--- INFORMATION GIVEN ---

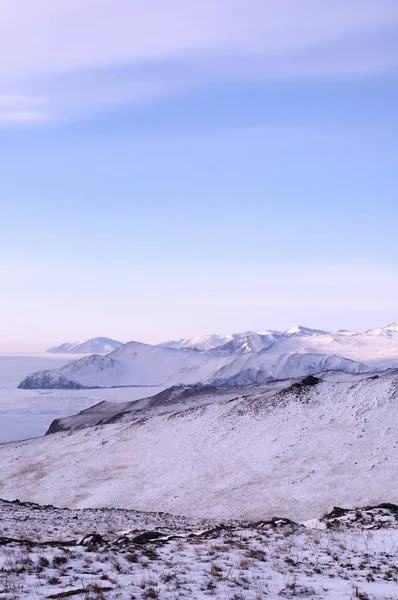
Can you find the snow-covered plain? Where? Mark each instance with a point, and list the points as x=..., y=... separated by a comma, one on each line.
x=98, y=345
x=28, y=413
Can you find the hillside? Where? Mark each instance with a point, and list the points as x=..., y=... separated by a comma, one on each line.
x=283, y=448
x=98, y=345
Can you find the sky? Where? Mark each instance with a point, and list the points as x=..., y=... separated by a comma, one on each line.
x=170, y=169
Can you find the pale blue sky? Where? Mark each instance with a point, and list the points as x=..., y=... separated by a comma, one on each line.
x=206, y=167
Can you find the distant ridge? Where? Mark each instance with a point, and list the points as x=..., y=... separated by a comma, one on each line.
x=98, y=345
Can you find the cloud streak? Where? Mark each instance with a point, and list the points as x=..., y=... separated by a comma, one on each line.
x=159, y=48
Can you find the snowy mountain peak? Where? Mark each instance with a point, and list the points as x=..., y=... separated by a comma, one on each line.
x=98, y=345
x=305, y=331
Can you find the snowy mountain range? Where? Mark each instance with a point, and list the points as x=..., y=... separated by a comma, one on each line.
x=98, y=345
x=247, y=358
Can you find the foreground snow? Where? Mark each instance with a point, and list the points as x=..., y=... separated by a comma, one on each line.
x=292, y=449
x=111, y=554
x=98, y=345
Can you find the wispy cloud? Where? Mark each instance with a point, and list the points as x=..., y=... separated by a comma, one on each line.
x=161, y=47
x=21, y=109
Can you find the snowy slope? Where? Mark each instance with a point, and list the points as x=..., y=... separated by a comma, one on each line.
x=131, y=364
x=202, y=343
x=244, y=358
x=99, y=345
x=296, y=451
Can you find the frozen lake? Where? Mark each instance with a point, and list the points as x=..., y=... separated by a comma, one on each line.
x=28, y=413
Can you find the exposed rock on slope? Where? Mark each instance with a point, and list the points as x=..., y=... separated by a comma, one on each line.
x=99, y=345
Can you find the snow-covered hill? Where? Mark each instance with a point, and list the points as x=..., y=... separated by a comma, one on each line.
x=99, y=345
x=243, y=359
x=286, y=448
x=114, y=554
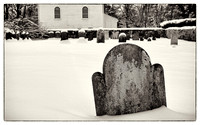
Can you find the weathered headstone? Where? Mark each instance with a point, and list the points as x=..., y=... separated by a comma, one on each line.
x=81, y=35
x=57, y=34
x=90, y=35
x=122, y=37
x=129, y=83
x=17, y=35
x=141, y=39
x=100, y=36
x=115, y=35
x=149, y=39
x=8, y=35
x=64, y=35
x=23, y=35
x=174, y=37
x=106, y=33
x=27, y=35
x=51, y=34
x=135, y=36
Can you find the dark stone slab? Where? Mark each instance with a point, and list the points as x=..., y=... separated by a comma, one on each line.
x=100, y=36
x=122, y=37
x=64, y=35
x=99, y=88
x=8, y=35
x=129, y=82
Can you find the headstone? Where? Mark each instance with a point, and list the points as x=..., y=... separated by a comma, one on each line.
x=129, y=83
x=17, y=35
x=81, y=35
x=149, y=39
x=100, y=36
x=122, y=37
x=51, y=34
x=115, y=35
x=174, y=37
x=23, y=35
x=27, y=35
x=57, y=34
x=106, y=33
x=135, y=36
x=141, y=39
x=64, y=35
x=8, y=35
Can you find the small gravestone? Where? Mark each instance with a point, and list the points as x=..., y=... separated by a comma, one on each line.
x=129, y=83
x=81, y=35
x=106, y=33
x=174, y=37
x=27, y=35
x=122, y=37
x=23, y=35
x=141, y=39
x=8, y=34
x=100, y=36
x=135, y=36
x=90, y=35
x=51, y=34
x=149, y=39
x=17, y=35
x=64, y=35
x=57, y=34
x=115, y=34
x=153, y=38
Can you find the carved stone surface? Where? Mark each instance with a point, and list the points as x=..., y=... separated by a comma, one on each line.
x=174, y=37
x=129, y=82
x=106, y=33
x=64, y=35
x=100, y=36
x=122, y=37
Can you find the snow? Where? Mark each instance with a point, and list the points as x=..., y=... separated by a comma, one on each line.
x=51, y=79
x=182, y=28
x=177, y=21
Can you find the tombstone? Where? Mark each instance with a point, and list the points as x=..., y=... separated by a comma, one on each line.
x=149, y=39
x=8, y=35
x=115, y=35
x=17, y=35
x=174, y=37
x=27, y=35
x=141, y=39
x=128, y=36
x=129, y=83
x=100, y=36
x=57, y=34
x=106, y=33
x=81, y=35
x=64, y=35
x=90, y=35
x=135, y=36
x=51, y=34
x=23, y=35
x=122, y=37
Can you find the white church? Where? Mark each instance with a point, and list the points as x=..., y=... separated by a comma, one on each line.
x=74, y=16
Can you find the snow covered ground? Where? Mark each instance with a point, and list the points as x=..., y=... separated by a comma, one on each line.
x=51, y=79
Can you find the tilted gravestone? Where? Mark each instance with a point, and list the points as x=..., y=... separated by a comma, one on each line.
x=100, y=36
x=122, y=37
x=64, y=35
x=129, y=83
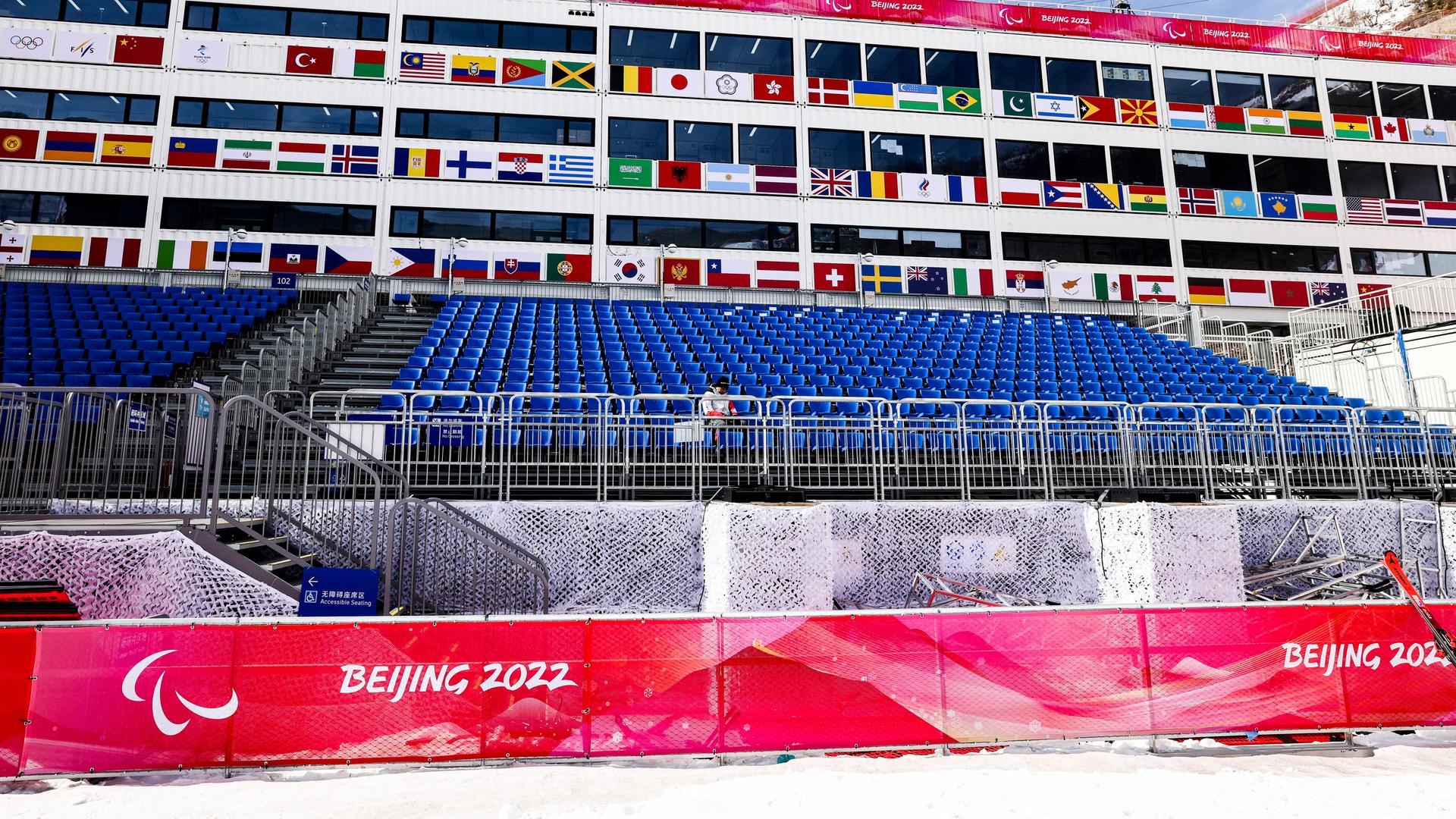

---

**TASK**
Give the records above again verbatim, pictures omitted.

**WRITTEN REPLY**
Can you find the snow-covered plain? Where? Mark each instance with a point, and list the points as x=..., y=... separated by a comma, one on each line.
x=98, y=345
x=28, y=413
Can you find the hillside? Where? Mark each instance with a point, and list the points as x=..., y=... separated by a comma, one on each line.
x=283, y=448
x=98, y=345
Can you find the sky? Where? Mark each instance with a point, and list the points as x=..., y=... separated by a comma, one on each line.
x=170, y=169
Can you find the pale blue sky? Where? Mark each instance with a point, and list the points as x=..., y=... separated by a comma, one on each line.
x=206, y=167
Can you find the distant ridge? Where? Mark each instance with a point, and list the points as x=..., y=... separated by a comma, one on each line.
x=98, y=345
Can you find the cloud streak? Where? Mark each instance with a point, and list the points as x=..., y=... separated by a comma, one on each line.
x=159, y=48
Can you find the snowy mountain peak? Where? Mark each instance with a point, and list the points as x=..., y=... separated by a comma, one on each line.
x=98, y=345
x=305, y=331
Can you find the snowy mountain range? Where? Mark each instance with a point, and list the points as x=..., y=... separated by a comma, one on each line.
x=98, y=345
x=247, y=358
Can you find the foreground snow? Where? Mark each instance with a point, and list the points as x=..., y=... separated by a comma, one on each line.
x=292, y=449
x=111, y=554
x=98, y=345
Can you find the wispy cloud? Where? Mark each instance with a point, and list the points as x=..., y=... separated by a comma, one on each line.
x=161, y=47
x=21, y=109
Can you find the snowy slope? Where? Mark each instance with a point, and list the points as x=..., y=... separated by a comma, one on each line.
x=131, y=364
x=202, y=343
x=244, y=358
x=99, y=345
x=296, y=451
Can you find the frozen lake? Where? Mark each instance with a point, and list the points as x=..., y=... separated by a comma, one on each line.
x=28, y=413
Can you find the exposed rock on slope? Where? Mark each instance with a point, and list the points as x=..., y=... separated by a comma, one on each line.
x=99, y=345
Can you find the snow-covered hill? Where? Mark each instance with a point, and list the points as x=..., y=... separated by a comma, one on each line.
x=99, y=345
x=243, y=359
x=286, y=448
x=114, y=554
Can you find the weathered headstone? Where? Mark each instance with a point, and list the points as x=..., y=... separated by a comma, one on each line.
x=81, y=35
x=57, y=34
x=90, y=35
x=122, y=37
x=129, y=83
x=17, y=35
x=141, y=39
x=100, y=36
x=115, y=35
x=149, y=39
x=8, y=35
x=64, y=35
x=23, y=35
x=174, y=37
x=106, y=33
x=27, y=35
x=51, y=34
x=135, y=36
Can you find the dark stone slab? Where? Mark each instance with a point, and list the points as x=..., y=... separated by a comma, one on each line.
x=100, y=36
x=122, y=37
x=64, y=35
x=99, y=88
x=8, y=35
x=129, y=82
Can you find the headstone? Where? Mark each instance with a point, and list the points as x=..., y=... separated by a comma, one on each line.
x=129, y=83
x=17, y=35
x=81, y=35
x=149, y=39
x=100, y=36
x=122, y=37
x=51, y=34
x=115, y=35
x=174, y=37
x=23, y=35
x=27, y=35
x=57, y=34
x=106, y=33
x=135, y=36
x=141, y=39
x=64, y=35
x=8, y=35
Can you find the small gravestone? Where? Mark each instance with a point, and list the points as x=..., y=... separated by a comma, one on each line.
x=129, y=83
x=81, y=35
x=106, y=33
x=174, y=37
x=27, y=35
x=122, y=37
x=23, y=35
x=141, y=39
x=8, y=34
x=100, y=36
x=135, y=36
x=90, y=35
x=51, y=34
x=149, y=39
x=17, y=35
x=64, y=35
x=57, y=34
x=115, y=34
x=153, y=38
Can you find the carved stone surface? Where? Mark each instance with a point, and list the points as x=..., y=... separated by a comma, one on each line.
x=174, y=37
x=129, y=82
x=106, y=33
x=64, y=35
x=100, y=36
x=122, y=37
Can you find the snow? Where? Mark each instance with a point, and list the points as x=..., y=... separated by a comma, one on each line.
x=51, y=79
x=182, y=28
x=177, y=21
Can you find the tombstone? Where? Mark each instance with a point, and list the points as x=..., y=... separated by a comma, one on each line.
x=149, y=39
x=8, y=35
x=115, y=35
x=17, y=35
x=174, y=37
x=27, y=35
x=141, y=39
x=128, y=36
x=129, y=83
x=100, y=36
x=57, y=34
x=106, y=33
x=81, y=35
x=64, y=35
x=90, y=35
x=135, y=36
x=51, y=34
x=23, y=35
x=122, y=37
Can you find the white church? Where? Mark each instance with a point, and list the points as x=..., y=... separated by a comma, one on each line.
x=74, y=16
Can you find the snow covered ground? Where? Mark each instance with a point, and list the points as x=..., y=... separated by a comma, one on each line.
x=51, y=79
Can you find the tilted gravestone? Where? Mark each instance with a point, and list the points as x=..., y=... separated by a comma, one on each line.
x=100, y=36
x=122, y=37
x=64, y=35
x=129, y=83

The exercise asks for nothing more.